Exercise goal: Quote the records in full and leave their pictures out.

Data excerpts:
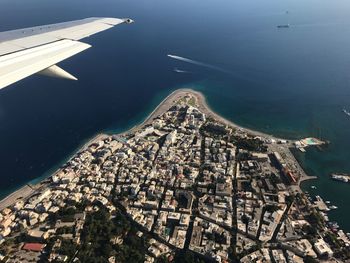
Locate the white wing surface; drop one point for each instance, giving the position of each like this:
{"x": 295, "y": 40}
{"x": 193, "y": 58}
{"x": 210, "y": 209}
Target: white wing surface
{"x": 27, "y": 51}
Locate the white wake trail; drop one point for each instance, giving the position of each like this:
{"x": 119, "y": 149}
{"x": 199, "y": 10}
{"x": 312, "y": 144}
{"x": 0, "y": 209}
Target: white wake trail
{"x": 198, "y": 63}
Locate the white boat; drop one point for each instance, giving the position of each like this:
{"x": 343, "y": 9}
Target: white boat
{"x": 346, "y": 112}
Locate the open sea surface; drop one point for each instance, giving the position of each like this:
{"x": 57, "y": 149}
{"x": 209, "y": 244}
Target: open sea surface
{"x": 291, "y": 82}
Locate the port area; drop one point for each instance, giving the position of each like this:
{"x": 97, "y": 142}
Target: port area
{"x": 341, "y": 177}
{"x": 309, "y": 141}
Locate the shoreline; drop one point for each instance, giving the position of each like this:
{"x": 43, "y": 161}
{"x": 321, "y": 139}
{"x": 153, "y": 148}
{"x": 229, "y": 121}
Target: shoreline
{"x": 28, "y": 189}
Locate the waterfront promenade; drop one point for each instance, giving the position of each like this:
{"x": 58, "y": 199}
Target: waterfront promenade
{"x": 27, "y": 190}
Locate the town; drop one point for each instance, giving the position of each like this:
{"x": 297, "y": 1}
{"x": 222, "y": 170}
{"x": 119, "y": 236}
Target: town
{"x": 185, "y": 187}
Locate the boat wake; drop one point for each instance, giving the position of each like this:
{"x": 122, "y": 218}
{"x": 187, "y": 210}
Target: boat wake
{"x": 346, "y": 112}
{"x": 181, "y": 71}
{"x": 198, "y": 63}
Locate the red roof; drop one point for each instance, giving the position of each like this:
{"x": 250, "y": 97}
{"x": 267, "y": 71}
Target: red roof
{"x": 33, "y": 247}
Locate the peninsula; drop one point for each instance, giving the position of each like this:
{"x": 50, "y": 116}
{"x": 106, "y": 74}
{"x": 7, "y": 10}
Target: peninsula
{"x": 186, "y": 185}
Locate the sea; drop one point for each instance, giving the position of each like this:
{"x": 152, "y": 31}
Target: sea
{"x": 290, "y": 82}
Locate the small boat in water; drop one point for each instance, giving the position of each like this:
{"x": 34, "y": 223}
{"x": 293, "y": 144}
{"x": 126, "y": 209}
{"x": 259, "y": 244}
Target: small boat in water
{"x": 346, "y": 112}
{"x": 342, "y": 177}
{"x": 284, "y": 26}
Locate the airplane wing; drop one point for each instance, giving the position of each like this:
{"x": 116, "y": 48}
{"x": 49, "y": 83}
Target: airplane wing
{"x": 24, "y": 52}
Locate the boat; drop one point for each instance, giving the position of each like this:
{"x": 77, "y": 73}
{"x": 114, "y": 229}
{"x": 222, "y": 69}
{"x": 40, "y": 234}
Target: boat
{"x": 342, "y": 177}
{"x": 283, "y": 26}
{"x": 346, "y": 112}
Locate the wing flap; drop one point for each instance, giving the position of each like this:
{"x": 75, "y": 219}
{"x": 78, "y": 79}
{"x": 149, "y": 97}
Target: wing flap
{"x": 21, "y": 64}
{"x": 20, "y": 39}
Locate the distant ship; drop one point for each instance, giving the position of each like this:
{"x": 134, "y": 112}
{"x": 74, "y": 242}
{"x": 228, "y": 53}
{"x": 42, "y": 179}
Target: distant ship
{"x": 346, "y": 112}
{"x": 284, "y": 26}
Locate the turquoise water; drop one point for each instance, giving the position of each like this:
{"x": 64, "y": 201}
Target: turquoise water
{"x": 292, "y": 82}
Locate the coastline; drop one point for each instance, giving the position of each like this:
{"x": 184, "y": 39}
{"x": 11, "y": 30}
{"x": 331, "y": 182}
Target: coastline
{"x": 28, "y": 189}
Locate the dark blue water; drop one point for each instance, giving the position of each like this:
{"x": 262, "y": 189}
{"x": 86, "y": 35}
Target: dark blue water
{"x": 288, "y": 82}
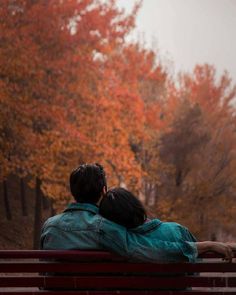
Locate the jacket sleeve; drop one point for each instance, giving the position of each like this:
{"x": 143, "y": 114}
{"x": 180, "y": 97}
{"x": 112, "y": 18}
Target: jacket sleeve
{"x": 143, "y": 248}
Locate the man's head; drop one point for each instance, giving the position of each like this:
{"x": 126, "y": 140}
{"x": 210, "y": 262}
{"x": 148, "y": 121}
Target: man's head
{"x": 88, "y": 183}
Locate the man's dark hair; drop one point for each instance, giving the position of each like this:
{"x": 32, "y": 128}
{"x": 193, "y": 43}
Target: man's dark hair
{"x": 122, "y": 207}
{"x": 87, "y": 183}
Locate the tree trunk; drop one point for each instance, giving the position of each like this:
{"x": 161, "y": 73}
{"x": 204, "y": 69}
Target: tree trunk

Solution:
Locate the white wing surface; drop one point for each instance, giving the position of each like this:
{"x": 295, "y": 40}
{"x": 193, "y": 58}
{"x": 210, "y": 209}
Target: white wing surface
{"x": 27, "y": 51}
Locate the white wake trail; drop one point for each instance, giving the position of each like this:
{"x": 119, "y": 149}
{"x": 199, "y": 10}
{"x": 312, "y": 144}
{"x": 0, "y": 209}
Target: white wake trail
{"x": 198, "y": 63}
Locate the white boat; drop one point for each instance, giving the position of each like this:
{"x": 343, "y": 9}
Target: white boat
{"x": 346, "y": 112}
Locate the open sea surface; drop one point for each instance, giving the position of each like this:
{"x": 57, "y": 149}
{"x": 209, "y": 244}
Target: open sea surface
{"x": 291, "y": 82}
Locate the port area; drop one point for each instance, giving the position of each like this:
{"x": 97, "y": 142}
Target: port area
{"x": 341, "y": 177}
{"x": 309, "y": 141}
Locate the shoreline; drop one point for each instance, giving the position of each like this:
{"x": 43, "y": 161}
{"x": 321, "y": 139}
{"x": 153, "y": 148}
{"x": 229, "y": 121}
Target: shoreline
{"x": 28, "y": 189}
Locate the waterfront promenade; drop one point for each instance, giving the position of each like this:
{"x": 58, "y": 199}
Target: waterfront promenade
{"x": 27, "y": 190}
Locate the town; drop one point for each instance, giving the position of each like this:
{"x": 297, "y": 1}
{"x": 222, "y": 170}
{"x": 119, "y": 236}
Target: town
{"x": 185, "y": 187}
Locate the boat wake; drop one point for each instance, giving the position of each like this:
{"x": 122, "y": 218}
{"x": 187, "y": 210}
Target: boat wake
{"x": 346, "y": 112}
{"x": 181, "y": 71}
{"x": 198, "y": 63}
Locate the red roof; drop one point for each instance, giving the position of each like this:
{"x": 250, "y": 97}
{"x": 267, "y": 71}
Target: red roof
{"x": 33, "y": 247}
Locate the peninsula; drop one point for each instance, giving the position of each like this:
{"x": 50, "y": 116}
{"x": 106, "y": 74}
{"x": 7, "y": 10}
Target: peninsula
{"x": 186, "y": 185}
Locate the sea; drop one point for each instance, giving the position of each like this:
{"x": 152, "y": 31}
Target: sea
{"x": 290, "y": 82}
Locate the small boat in water; drop one point for each instance, giving the position of each like this:
{"x": 34, "y": 223}
{"x": 293, "y": 144}
{"x": 126, "y": 209}
{"x": 259, "y": 244}
Target: small boat in water
{"x": 346, "y": 112}
{"x": 342, "y": 177}
{"x": 284, "y": 26}
Locate the airplane wing; drop one point for each instance, giving the position of each like this:
{"x": 116, "y": 48}
{"x": 49, "y": 83}
Target: airplane wing
{"x": 24, "y": 52}
Locate the boat; drop one point for each instance, giving the position of each like this:
{"x": 77, "y": 73}
{"x": 114, "y": 229}
{"x": 222, "y": 69}
{"x": 40, "y": 234}
Target: boat
{"x": 342, "y": 177}
{"x": 283, "y": 26}
{"x": 346, "y": 112}
Locate the wing flap; drop one point for each instance, giving the position of each like this:
{"x": 75, "y": 219}
{"x": 78, "y": 79}
{"x": 149, "y": 97}
Target: wing flap
{"x": 21, "y": 64}
{"x": 20, "y": 39}
Locate the distant ship; drop one point for each instance, giving the position of each like this:
{"x": 134, "y": 112}
{"x": 74, "y": 242}
{"x": 228, "y": 53}
{"x": 42, "y": 179}
Target: distant ship
{"x": 346, "y": 112}
{"x": 284, "y": 26}
Locate the turquoise water; drop one point for each instance, giving the position of each like this:
{"x": 64, "y": 201}
Target: turquoise water
{"x": 292, "y": 82}
Locate the coastline; drop one point for each instance, giving the position of each like this:
{"x": 184, "y": 39}
{"x": 11, "y": 30}
{"x": 331, "y": 182}
Target: coastline
{"x": 28, "y": 189}
Locate the dark blue water; drop one point for each instance, giving the position of each like this:
{"x": 262, "y": 189}
{"x": 86, "y": 35}
Target: dark blue water
{"x": 288, "y": 82}
Locate the jacket sleeve; drop one point for each instance, giving the position of each like this:
{"x": 143, "y": 114}
{"x": 180, "y": 97}
{"x": 112, "y": 18}
Target: jacket sleeve
{"x": 143, "y": 248}
Locate the man's head; drop one point for each instance, giving the position of each like this:
{"x": 126, "y": 140}
{"x": 210, "y": 262}
{"x": 148, "y": 121}
Target: man's head
{"x": 88, "y": 183}
Locate the man's dark hair; drop one point for each instance, giving the position of each like this:
{"x": 32, "y": 128}
{"x": 193, "y": 43}
Target: man's dark hair
{"x": 122, "y": 207}
{"x": 87, "y": 183}
Locate the tree trunk; drop one point for each instance, giving the position of each like this:
{"x": 161, "y": 73}
{"x": 204, "y": 69}
Target: tree trunk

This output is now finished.